Lewis Worlds Last NightAdvent, as I understand it, helps us consider two truths: the birth of Jesus (His first coming) and the return of Jesus (His second coming).  That’s a lot to hold together, I think, especially with the strong pull of Christmas Day and all that comes with it.  But that second truth still stands, which is why I often think of “The World’s Last Night” by C. S. Lewis.

The essay starts with the doctrine of Jesus’ second coming and the frustration that the doctrine can bring to people, especially those with a strong desire to pinpoint exact time and location of that event.  Lewis does a solid job of reminding us of a number of truths surrounding the second coming, including an interesting section on the place of apocalyptic literature in the first place:

. . . our Lord’s production of something like the other apocalyptic documents (of first-century Judaism) would not necessarily result from his supposed bondage to the errors of his period, but would be the Divine exploitation of a sound element in contemporary Judaism: nay, the time and place in which it pleased him to be incarnate would, presumably, have been chosen because, there and then, that element existed, and had, by his eternal providence, been developed for that very purpose.

RECORD EXCERPTS →

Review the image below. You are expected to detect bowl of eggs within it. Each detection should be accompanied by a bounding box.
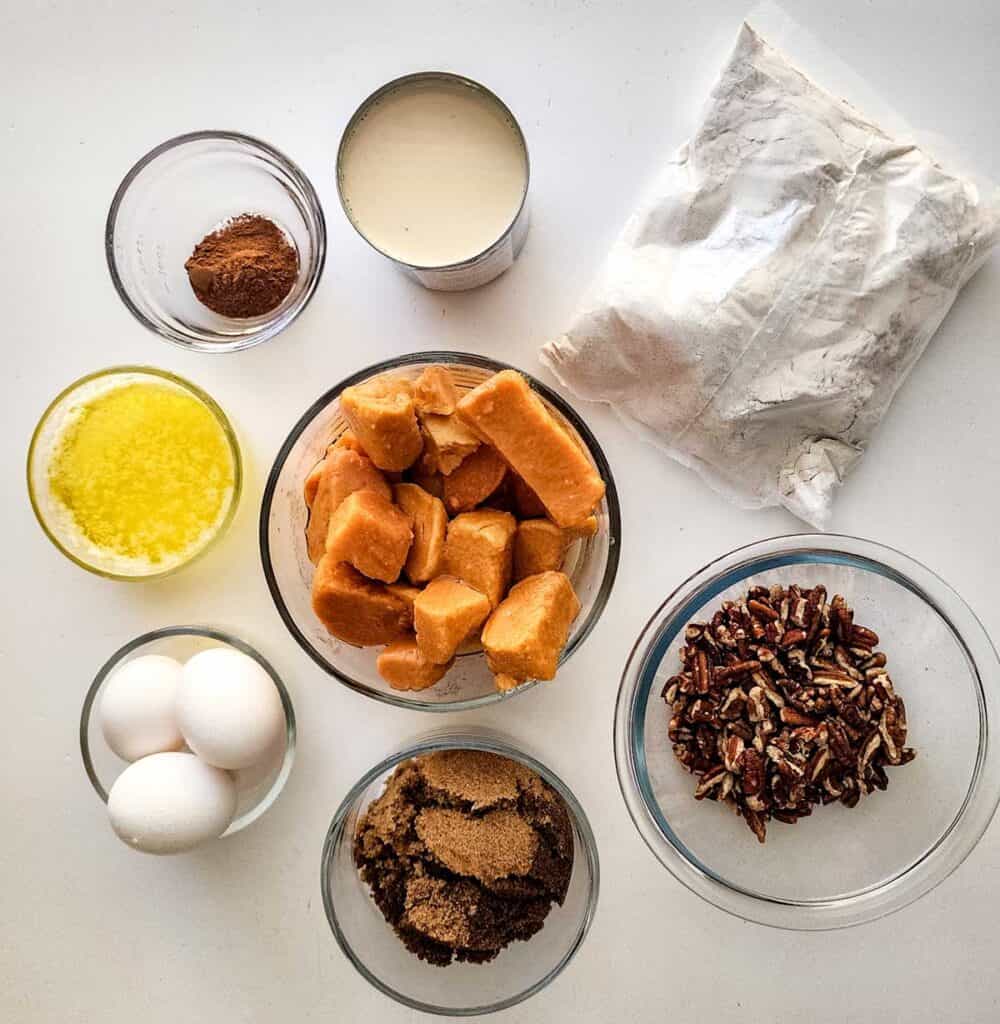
[80,626,295,854]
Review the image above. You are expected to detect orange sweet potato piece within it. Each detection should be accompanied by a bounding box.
[508,470,546,519]
[444,509,517,608]
[327,490,414,583]
[482,572,580,688]
[393,483,448,583]
[414,367,459,416]
[306,447,392,563]
[456,370,604,526]
[340,375,424,471]
[444,444,507,515]
[414,577,489,665]
[312,555,414,647]
[421,416,480,476]
[375,636,452,690]
[514,519,570,580]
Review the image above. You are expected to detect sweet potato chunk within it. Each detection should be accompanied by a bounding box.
[386,580,420,618]
[306,447,392,563]
[508,470,546,519]
[414,367,459,416]
[514,519,569,580]
[375,637,451,690]
[327,490,414,583]
[393,483,448,583]
[482,572,580,688]
[340,375,424,472]
[444,444,507,515]
[334,430,364,455]
[565,515,598,541]
[312,555,414,647]
[302,459,327,509]
[444,509,517,608]
[458,370,604,526]
[423,416,480,476]
[407,463,444,498]
[414,577,489,665]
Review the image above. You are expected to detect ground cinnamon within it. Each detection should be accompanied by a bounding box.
[184,213,299,319]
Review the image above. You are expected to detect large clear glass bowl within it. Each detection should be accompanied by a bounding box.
[28,366,243,583]
[104,131,327,352]
[260,352,621,712]
[319,730,600,1017]
[80,626,295,839]
[614,535,1000,930]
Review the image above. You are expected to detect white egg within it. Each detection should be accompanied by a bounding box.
[177,647,285,769]
[98,654,184,761]
[107,752,236,853]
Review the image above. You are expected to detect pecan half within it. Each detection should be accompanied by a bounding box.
[661,585,916,843]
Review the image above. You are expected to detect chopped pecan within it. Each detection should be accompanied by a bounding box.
[661,585,915,843]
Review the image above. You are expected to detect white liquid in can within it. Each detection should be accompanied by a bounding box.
[340,77,528,267]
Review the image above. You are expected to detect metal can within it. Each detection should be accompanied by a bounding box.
[337,71,531,292]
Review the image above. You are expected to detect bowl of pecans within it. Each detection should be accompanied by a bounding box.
[614,535,1000,930]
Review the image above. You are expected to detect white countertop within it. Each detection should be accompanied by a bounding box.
[0,0,1000,1024]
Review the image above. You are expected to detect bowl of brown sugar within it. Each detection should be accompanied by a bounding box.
[104,131,327,352]
[320,728,600,1017]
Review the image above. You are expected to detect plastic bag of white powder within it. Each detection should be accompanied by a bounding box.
[541,18,1000,527]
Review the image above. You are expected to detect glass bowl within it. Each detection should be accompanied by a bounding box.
[260,352,621,712]
[104,131,327,352]
[28,366,243,582]
[614,535,1000,930]
[80,626,295,839]
[319,730,600,1017]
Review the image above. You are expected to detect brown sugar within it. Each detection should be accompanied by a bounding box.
[354,750,573,967]
[184,213,299,319]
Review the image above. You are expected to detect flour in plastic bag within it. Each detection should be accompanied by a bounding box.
[541,25,1000,527]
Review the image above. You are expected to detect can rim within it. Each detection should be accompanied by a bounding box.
[335,71,531,271]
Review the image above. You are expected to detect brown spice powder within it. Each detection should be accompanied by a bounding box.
[184,213,299,319]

WHAT THIS TASK INVOLVES → Pull out the passage on Advent and C. S. Lewis's essay on the second coming above, and reproduce it in full, word for word.

EXERCISE RESPONSE →
Lewis Worlds Last NightAdvent, as I understand it, helps us consider two truths: the birth of Jesus (His first coming) and the return of Jesus (His second coming).  That’s a lot to hold together, I think, especially with the strong pull of Christmas Day and all that comes with it.  But that second truth still stands, which is why I often think of “The World’s Last Night” by C. S. Lewis.

The essay starts with the doctrine of Jesus’ second coming and the frustration that the doctrine can bring to people, especially those with a strong desire to pinpoint exact time and location of that event.  Lewis does a solid job of reminding us of a number of truths surrounding the second coming, including an interesting section on the place of apocalyptic literature in the first place:

. . . our Lord’s production of something like the other apocalyptic documents (of first-century Judaism) would not necessarily result from his supposed bondage to the errors of his period, but would be the Divine exploitation of a sound element in contemporary Judaism: nay, the time and place in which it pleased him to be incarnate would, presumably, have been chosen because, there and then, that element existed, and had, by his eternal providence, been developed for that very purpose.